RECORDS SUPPLIED =>
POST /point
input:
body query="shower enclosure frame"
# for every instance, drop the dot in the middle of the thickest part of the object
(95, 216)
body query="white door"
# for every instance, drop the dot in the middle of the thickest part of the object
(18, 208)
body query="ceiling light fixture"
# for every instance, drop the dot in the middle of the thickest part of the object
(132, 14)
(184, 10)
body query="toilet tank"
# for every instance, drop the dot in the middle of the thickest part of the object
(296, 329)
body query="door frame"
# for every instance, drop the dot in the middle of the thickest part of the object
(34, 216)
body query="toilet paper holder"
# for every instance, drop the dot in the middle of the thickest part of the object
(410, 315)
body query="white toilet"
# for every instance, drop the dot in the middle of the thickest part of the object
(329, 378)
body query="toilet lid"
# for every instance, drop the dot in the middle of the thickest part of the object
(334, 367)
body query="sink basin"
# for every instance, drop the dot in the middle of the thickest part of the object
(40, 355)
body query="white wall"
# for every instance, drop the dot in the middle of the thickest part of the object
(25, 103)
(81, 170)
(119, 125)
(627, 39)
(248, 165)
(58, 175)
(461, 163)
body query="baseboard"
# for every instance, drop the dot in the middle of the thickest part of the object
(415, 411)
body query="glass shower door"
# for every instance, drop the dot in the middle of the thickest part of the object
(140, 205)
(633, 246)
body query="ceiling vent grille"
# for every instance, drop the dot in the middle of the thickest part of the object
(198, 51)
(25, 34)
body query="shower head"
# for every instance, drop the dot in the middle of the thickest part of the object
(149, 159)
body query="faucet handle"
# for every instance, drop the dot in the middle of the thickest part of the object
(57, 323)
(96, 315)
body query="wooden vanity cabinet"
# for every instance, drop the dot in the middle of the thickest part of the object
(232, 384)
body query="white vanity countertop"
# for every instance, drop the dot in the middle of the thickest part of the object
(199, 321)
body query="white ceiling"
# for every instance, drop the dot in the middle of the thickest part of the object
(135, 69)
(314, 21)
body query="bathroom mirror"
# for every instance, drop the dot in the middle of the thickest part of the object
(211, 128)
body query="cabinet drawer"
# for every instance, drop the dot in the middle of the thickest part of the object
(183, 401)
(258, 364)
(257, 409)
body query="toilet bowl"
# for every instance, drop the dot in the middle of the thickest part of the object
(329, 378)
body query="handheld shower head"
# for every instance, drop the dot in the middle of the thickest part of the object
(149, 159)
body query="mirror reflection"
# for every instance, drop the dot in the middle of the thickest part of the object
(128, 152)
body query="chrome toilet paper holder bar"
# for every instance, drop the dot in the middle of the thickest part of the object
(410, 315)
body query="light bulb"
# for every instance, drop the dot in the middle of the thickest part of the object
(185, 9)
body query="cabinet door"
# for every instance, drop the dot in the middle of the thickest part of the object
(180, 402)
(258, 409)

PROBLEM => From the entries above, extract each line that contains the word "ceiling".

ANSWER IN FULL =>
body query="ceiling light fixture"
body query="ceiling vent grille"
body query="white ceiling"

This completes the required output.